* [Problem description] Pull out every line of the items below that contains the string "logo". The match is case-sensitive.
[Start of Data for the task]
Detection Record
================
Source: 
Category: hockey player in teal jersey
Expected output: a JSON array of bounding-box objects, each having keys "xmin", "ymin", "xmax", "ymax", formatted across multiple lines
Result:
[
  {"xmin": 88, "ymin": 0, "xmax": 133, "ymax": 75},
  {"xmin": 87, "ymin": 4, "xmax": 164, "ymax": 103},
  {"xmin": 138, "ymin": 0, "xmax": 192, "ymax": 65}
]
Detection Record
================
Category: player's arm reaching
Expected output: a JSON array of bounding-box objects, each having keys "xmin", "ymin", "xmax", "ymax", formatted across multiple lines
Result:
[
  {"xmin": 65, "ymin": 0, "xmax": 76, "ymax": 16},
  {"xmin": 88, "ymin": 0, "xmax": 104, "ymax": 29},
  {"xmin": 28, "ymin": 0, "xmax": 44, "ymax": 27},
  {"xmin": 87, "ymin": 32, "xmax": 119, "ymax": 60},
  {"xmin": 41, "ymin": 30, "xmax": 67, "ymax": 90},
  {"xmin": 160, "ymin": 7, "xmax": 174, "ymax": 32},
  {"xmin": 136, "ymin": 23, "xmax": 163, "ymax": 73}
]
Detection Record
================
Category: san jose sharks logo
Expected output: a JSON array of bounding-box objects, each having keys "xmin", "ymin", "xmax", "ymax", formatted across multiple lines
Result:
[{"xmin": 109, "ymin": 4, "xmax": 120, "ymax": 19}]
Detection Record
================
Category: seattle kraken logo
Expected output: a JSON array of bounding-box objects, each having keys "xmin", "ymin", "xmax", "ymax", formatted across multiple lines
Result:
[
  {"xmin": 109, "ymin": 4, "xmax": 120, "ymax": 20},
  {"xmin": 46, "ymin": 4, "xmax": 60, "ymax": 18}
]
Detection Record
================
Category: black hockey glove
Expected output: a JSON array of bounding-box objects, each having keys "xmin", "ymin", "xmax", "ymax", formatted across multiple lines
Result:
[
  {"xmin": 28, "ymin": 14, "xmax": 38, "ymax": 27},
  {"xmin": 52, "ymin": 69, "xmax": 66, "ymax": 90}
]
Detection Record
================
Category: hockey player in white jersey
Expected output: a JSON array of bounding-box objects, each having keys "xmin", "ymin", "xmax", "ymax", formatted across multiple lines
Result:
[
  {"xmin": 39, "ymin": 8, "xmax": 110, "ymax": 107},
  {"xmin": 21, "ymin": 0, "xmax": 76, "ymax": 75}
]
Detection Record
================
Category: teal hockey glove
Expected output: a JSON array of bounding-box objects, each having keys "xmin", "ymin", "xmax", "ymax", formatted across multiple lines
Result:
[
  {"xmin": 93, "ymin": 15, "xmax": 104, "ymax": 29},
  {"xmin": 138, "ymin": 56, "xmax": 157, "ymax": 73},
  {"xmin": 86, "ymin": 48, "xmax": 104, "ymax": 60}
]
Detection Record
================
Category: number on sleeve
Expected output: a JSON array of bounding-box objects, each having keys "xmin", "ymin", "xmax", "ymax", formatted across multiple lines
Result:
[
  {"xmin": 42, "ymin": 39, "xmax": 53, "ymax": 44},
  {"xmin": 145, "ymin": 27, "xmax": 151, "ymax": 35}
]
[End of Data for the task]
* [Answer to the task]
Category: san jose sharks logo
Category: seattle kraken logo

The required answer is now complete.